───── Vorgegebener Text

Die Stadt weist die Vorwürfe zurück. Es handele sich um „einzelne Versäumnisse“, die etwa auf technische Probleme bei der Umsetzung von Baumpflanzungen zurückzuführen seien. In anderen Fällen sei der Ausgleich schlicht noch nicht erfolgt, dies werde aber nachgeholt.
Vor allem dort, wo die Stadt oder deren Eigenbetriebe selbst für die Schaffung von Ausgleichsflächen zuständig seien, geschehe dies in aller Regel auch, so Stadtbaurat Christof Nolda (Grüne). Nolda räumt aber ein, dass private Bauherren ihren Auflagen teilweise nicht nachkämen. Bei einer systematischen Kontrolle in der vor 25 Jahren neu bebauten Unterneustadt habe die Stadt festgestellt, dass 40 Prozent der vorgeschriebenen Maßnahmen (Baumpflanzungen, Gründächer etc.) auch nach Jahren nicht erfolgt sind. Die Bauaufsicht handele immer dann, wenn ihr solche Fälle bekannt würden. Ansonsten habe sie mit der Kontrolle des Brandschutzes schon genug zu tun.
Umweltverbände erheben Vorwürfe
Kassel – Der beste Schutz für die Natur sei es, möglichst wenig in sie einzugreifen. Denn ein vollständiger Ausgleich sei „nur selten möglich“. So steht es auf der Internetseite des Hessischen Umweltministeriums. Weil ein Hausbau immer ein Eingriff in die Natur ist, werden im Bebauungsplan entsprechende Ausgleichsmaßnahmen vorgeschrieben. Aus Sicht von Kasseler Umweltverbänden werden diese aber nur unzureichend erfüllt und von der Stadt zu wenig überprüft und geahndet.

──────────
───── Quellmaterial

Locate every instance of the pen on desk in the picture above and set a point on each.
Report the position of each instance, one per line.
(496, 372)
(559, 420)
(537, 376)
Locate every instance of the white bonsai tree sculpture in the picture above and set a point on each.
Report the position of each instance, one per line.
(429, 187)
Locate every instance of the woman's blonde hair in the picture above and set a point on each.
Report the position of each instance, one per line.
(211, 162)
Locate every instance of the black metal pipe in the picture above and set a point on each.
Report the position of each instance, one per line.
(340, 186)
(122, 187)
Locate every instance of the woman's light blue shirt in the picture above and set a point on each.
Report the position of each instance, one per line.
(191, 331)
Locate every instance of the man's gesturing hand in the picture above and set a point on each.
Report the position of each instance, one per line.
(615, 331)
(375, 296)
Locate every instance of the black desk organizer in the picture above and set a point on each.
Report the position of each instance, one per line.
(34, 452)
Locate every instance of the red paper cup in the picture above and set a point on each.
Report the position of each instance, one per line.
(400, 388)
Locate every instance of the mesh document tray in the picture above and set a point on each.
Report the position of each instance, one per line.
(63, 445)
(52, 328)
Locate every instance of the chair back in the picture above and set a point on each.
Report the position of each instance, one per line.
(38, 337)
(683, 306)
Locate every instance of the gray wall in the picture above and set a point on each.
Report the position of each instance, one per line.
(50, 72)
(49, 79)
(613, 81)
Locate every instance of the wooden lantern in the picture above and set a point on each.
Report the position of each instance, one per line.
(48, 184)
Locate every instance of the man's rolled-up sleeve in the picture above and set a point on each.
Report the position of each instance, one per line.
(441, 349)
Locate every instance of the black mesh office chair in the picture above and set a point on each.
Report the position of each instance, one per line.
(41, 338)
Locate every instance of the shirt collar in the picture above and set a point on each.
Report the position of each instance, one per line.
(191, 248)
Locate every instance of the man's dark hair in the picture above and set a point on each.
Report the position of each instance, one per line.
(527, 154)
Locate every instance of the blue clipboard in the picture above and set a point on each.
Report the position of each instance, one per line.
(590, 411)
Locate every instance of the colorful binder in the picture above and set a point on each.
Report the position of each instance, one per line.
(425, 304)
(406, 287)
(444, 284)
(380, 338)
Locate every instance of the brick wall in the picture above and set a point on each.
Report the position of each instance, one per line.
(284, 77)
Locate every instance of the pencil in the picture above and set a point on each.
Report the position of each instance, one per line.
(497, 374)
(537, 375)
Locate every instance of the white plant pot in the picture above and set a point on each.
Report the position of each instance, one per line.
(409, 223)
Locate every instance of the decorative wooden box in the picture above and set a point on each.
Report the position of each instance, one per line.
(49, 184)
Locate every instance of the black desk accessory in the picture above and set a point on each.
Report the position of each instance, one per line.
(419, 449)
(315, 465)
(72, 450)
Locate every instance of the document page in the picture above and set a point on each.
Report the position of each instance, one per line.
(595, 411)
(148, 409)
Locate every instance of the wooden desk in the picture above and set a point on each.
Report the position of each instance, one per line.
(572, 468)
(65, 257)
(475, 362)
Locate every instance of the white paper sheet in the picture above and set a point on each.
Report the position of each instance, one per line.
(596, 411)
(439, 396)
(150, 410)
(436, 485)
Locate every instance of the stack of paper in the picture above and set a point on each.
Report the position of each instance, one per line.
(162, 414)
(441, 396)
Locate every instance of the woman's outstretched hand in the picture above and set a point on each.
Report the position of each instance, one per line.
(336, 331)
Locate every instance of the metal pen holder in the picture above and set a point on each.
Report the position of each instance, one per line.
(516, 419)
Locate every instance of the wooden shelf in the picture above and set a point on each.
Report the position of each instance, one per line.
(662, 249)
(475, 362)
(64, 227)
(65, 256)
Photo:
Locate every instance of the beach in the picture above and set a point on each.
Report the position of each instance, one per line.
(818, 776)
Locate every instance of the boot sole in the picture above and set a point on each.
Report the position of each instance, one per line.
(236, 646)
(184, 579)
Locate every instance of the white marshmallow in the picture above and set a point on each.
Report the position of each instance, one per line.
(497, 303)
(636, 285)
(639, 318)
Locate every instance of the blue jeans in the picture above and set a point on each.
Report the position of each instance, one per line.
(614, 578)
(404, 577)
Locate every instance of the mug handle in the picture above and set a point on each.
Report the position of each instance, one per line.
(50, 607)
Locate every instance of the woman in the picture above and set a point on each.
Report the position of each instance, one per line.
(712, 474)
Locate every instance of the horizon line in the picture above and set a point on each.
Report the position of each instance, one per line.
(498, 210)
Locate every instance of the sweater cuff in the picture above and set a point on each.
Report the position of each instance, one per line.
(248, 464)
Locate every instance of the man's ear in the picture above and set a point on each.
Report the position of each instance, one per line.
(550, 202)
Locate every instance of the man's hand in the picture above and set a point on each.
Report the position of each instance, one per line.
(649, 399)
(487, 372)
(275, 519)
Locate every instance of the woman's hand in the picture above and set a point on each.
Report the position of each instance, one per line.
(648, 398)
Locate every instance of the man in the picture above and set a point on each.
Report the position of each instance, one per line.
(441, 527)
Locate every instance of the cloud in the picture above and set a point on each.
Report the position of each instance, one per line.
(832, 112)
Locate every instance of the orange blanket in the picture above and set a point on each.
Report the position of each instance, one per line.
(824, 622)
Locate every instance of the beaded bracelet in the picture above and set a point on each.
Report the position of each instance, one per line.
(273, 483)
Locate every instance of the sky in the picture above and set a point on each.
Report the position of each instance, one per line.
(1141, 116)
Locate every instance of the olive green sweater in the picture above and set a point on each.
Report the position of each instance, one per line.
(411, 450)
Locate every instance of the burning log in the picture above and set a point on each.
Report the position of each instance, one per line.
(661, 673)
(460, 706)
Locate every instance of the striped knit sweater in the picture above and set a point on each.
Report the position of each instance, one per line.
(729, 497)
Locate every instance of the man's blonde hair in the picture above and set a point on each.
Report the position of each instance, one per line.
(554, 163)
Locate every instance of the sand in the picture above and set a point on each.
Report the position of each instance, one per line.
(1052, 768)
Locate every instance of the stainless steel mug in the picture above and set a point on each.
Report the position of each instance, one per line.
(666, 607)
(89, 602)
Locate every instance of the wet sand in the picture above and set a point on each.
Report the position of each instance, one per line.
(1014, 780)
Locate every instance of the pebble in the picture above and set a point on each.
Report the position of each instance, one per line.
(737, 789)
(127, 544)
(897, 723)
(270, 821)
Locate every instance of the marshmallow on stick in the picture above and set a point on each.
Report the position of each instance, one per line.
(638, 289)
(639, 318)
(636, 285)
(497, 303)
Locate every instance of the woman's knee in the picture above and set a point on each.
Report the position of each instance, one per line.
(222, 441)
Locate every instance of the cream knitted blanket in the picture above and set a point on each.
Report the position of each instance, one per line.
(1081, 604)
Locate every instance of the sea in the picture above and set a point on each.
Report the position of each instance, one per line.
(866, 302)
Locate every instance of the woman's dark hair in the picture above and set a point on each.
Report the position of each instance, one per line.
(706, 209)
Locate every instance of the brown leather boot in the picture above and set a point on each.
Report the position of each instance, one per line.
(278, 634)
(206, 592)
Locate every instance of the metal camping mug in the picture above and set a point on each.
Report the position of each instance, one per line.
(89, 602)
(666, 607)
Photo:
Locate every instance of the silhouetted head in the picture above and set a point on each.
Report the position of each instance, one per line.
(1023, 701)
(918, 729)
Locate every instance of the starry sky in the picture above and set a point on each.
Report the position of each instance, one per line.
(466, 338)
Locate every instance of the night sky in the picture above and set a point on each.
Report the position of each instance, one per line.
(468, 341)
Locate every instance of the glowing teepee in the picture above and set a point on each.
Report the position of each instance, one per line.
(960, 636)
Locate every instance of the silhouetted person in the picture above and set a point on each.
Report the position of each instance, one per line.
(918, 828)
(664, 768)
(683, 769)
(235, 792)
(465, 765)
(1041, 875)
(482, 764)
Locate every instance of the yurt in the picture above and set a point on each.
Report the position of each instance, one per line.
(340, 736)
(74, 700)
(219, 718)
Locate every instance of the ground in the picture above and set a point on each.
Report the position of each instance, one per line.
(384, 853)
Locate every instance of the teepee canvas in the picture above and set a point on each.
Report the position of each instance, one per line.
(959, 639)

──────────

Aufgaben:
#1 Schreiben Sie aus dem Text über Ausgleichsmaßnahmen in Kassel den Abschnitt von „Die Stadt weist“ bis „werde aber nachgeholt.“ wortgetreu ab.
#2 Führen Sie den Text über Ausgleichsmaßnahmen in Kassel im Anschluss an seinen letzten Satz weiter.
Die Einträge stehen in keinem Zusammenhang mit dem Text.

Lösungen:
#1
Die Stadt weist die Vorwürfe zurück. Es handele sich um „einzelne Versäumnisse“, die etwa auf technische Probleme bei der Umsetzung von Baumpflanzungen zurückzuführen seien. In anderen Fällen sei der Ausgleich schlicht noch nicht erfolgt, dies werde aber nachgeholt.

#2
Vorwurf der Untreue
In mehreren Fällen sehen der BUND Kreisverband Kassel, der Nabu Region Kassel, der Kasseler Arbeitskreis der Hessischen Gesellschaft für Ornithologie und Naturschutz (HGON) und der Kreisverband der Schutzgemeinschaft Deutscher Wald auch die Kommune unmittelbar in der Verantwortung. Wenn diese Neubaugebiete entwickele, werde von den Grundstückskäufern anteilig zum notwendigen Ausgleich Geld vereinnahmt, um die Kompensationsmaßnahmen zu finanzieren.
Diese zweckgebundene Einnahme sei nachweislich in mehreren Fällen noch nicht für die vorgesehenen Ausgleichsprojekte ausgegeben worden. Deshalb wolle man prüfen lassen, ob damit der Straftatbestand der Untreue erfüllt sei. Die Stadt weist derartige Vorwürfe zurück.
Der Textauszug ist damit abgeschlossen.